#### Directions for this task:
Go through the listing below and work out how many lines hold "light"; reply with the figure alone.
── Information ──
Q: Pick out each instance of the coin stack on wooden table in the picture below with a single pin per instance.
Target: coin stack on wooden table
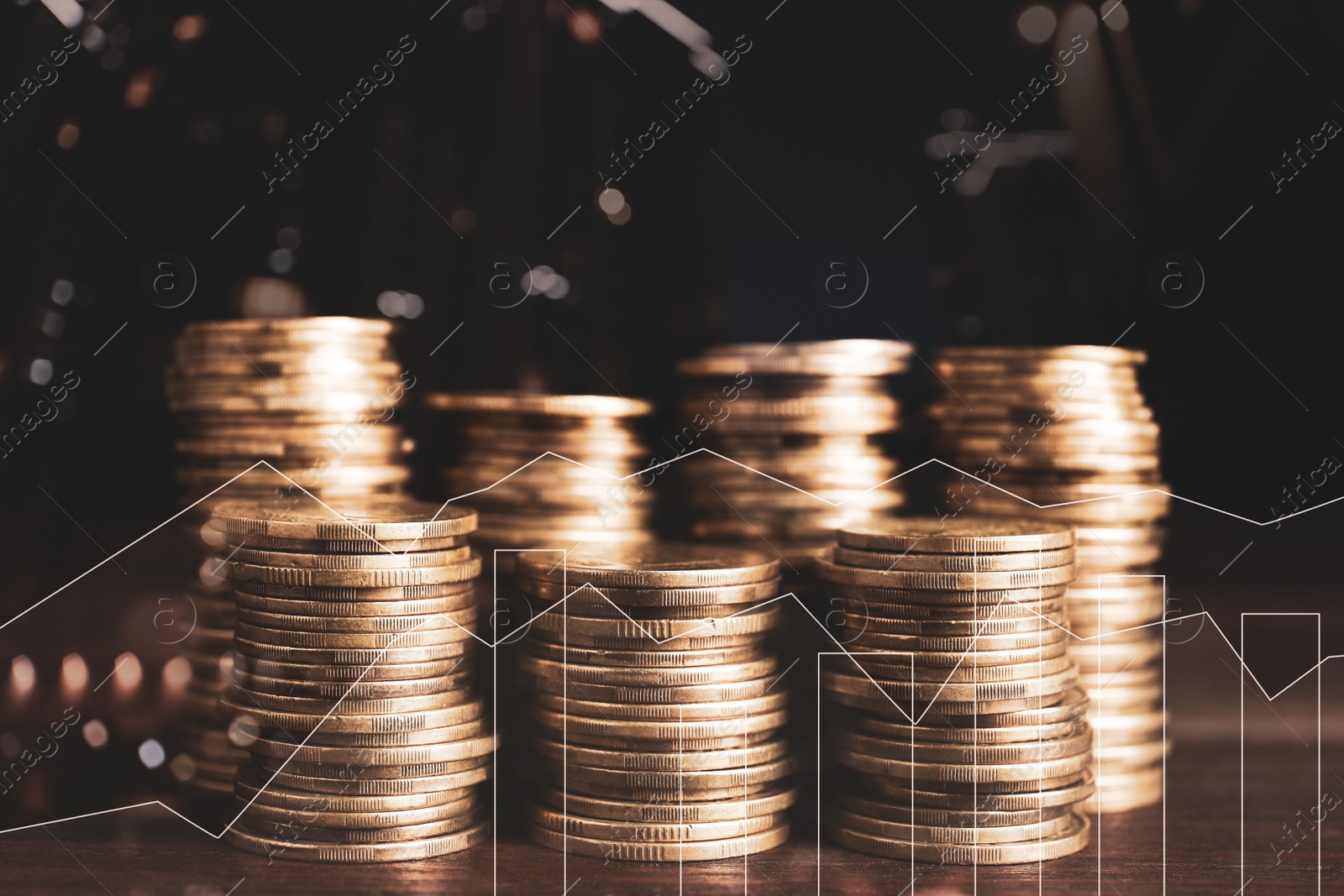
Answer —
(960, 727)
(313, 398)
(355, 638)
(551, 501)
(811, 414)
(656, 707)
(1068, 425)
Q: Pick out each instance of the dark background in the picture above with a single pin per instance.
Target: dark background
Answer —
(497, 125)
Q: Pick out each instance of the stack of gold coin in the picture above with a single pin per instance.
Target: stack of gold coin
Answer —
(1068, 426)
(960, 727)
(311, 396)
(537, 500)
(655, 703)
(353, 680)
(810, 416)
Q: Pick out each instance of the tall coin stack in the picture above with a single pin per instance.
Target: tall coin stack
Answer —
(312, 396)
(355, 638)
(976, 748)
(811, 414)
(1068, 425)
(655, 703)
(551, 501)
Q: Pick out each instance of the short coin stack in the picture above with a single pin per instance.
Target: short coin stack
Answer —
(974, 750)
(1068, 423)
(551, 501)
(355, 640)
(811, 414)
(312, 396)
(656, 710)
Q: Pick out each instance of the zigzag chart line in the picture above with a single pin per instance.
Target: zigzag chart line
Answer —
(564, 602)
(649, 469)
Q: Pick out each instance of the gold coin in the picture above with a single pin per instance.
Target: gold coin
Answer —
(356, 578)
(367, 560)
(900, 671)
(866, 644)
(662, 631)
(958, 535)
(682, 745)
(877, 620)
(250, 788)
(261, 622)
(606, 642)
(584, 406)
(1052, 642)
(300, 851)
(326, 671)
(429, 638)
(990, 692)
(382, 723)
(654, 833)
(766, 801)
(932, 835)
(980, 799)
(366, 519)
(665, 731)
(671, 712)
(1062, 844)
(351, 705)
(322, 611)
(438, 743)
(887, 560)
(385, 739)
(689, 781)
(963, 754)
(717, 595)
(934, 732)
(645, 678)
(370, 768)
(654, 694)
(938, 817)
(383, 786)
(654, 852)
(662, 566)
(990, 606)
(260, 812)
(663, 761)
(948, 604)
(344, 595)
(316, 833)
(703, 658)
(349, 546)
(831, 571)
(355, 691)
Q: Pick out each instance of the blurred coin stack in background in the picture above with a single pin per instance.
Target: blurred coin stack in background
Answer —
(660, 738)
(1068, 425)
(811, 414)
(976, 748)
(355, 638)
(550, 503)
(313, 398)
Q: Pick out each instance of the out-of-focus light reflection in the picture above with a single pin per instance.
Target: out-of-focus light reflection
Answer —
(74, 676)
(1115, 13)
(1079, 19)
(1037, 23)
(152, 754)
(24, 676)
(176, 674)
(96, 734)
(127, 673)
───
#### Output below:
2